• [Excerto fornecido]:
Eduardo Lourenço & a Música [1923-2020]

 



Eduardo Lourenço [1923-2020]

créditos: Lusa Barra

via Expresso

Morreu Eduardo LourençoProfessor catedrático, filósofo, escritor, ensaista, crítico literário, interventor cívico, tantas vezes galardoado e distinguido, 

Eduardo Lourenço foi e será um dos pensadores mais proeminentes da cultura portuguesa, internacionalmente conhecido. Um nome e uma obra que não cabem num apressado tributo. Voltarei a ele, mais tarde.

Hoje, no dia em que nos deixou, opto por um apontamento sobre a sua relação com a música, através do seu livro Tempo da Música, Música do Tempo.

Eduardo Lourenço tinha um especial gosto pela música. Uma relação intimista, mesmo. Vamos segui-lo um pouco:

"O que eu sou como ser mortal (o que todos somos), está contido na melancolia absoluta do allegretto da Sétima Sinfonia. Mas o que desejaria ser, o que não tenho coragem de ser, só se revela nesta Suite em Si Menor, de Bach."

• [Secção de dados]:
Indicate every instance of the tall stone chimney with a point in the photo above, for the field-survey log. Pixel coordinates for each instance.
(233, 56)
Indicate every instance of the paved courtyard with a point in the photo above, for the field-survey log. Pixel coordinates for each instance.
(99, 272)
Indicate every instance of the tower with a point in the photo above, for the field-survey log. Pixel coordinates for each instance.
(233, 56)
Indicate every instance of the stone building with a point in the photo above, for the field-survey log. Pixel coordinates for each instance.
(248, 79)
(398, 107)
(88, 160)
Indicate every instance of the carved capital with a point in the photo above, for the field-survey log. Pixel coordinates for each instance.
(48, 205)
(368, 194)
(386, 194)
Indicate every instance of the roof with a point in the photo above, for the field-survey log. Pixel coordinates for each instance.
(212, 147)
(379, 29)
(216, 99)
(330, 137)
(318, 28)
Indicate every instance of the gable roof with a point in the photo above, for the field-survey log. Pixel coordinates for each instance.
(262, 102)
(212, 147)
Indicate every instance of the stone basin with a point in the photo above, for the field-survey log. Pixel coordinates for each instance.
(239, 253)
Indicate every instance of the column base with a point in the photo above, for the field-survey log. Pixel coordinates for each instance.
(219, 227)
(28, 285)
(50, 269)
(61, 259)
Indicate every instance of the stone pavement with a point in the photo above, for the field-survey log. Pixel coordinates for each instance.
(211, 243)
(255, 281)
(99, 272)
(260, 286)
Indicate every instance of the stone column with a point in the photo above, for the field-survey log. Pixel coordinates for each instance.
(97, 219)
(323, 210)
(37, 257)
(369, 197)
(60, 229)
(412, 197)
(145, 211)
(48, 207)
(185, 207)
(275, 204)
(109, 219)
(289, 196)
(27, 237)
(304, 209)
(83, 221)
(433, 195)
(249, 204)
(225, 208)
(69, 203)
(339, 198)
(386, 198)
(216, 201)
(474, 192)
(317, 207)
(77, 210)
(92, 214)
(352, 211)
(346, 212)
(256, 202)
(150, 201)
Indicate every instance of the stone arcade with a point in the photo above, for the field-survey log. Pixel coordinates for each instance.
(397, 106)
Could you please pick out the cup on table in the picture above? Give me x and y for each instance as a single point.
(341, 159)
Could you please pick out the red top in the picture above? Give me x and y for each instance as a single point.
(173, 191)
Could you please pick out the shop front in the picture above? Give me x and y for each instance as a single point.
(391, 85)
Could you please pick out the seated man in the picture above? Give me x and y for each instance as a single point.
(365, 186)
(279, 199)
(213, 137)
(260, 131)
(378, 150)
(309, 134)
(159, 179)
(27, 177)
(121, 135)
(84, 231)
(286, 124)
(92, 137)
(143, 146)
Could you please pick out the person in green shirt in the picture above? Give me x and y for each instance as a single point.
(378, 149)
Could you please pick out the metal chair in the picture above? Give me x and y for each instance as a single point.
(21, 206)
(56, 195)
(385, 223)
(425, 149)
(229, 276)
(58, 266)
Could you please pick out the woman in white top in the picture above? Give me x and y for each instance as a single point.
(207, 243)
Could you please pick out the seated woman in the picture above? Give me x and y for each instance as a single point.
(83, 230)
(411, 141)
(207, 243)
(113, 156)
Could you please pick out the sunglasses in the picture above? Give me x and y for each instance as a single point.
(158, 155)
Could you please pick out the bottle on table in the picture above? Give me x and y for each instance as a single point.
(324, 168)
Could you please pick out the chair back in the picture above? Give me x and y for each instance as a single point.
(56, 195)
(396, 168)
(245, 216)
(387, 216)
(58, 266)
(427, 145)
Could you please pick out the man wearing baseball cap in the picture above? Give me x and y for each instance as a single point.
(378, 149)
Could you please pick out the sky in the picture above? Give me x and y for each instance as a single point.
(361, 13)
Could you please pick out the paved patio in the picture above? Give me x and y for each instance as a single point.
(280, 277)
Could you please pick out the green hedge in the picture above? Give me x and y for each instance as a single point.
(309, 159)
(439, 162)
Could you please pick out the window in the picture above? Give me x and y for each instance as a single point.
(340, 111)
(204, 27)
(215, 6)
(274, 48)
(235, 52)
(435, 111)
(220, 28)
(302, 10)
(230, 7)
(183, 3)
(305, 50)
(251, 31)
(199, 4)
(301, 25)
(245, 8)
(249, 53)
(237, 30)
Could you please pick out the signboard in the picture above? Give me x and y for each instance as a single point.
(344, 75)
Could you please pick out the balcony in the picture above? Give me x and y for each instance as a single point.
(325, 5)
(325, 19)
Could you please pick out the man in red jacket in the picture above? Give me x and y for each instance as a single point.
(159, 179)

• [Instrução escrita]:
Reproduza o trecho do excerto sobre Eduardo Lourenço e a música que vai de "Eduardo Lourenço [1923-2020]" a "Música do Tempo.", inclusive.

• [Resultado abaixo]:
Eduardo Lourenço [1923-2020]

créditos: Lusa Barra

via Expresso

Morreu Eduardo LourençoProfessor catedrático, filósofo, escritor, ensaista, crítico literário, interventor cívico, tantas vezes galardoado e distinguido, 

Eduardo Lourenço foi e será um dos pensadores mais proeminentes da cultura portuguesa, internacionalmente conhecido. Um nome e uma obra que não cabem num apressado tributo. Voltarei a ele, mais tarde.

Hoje, no dia em que nos deixou, opto por um apontamento sobre a sua relação com a música, através do seu livro Tempo da Música, Música do Tempo.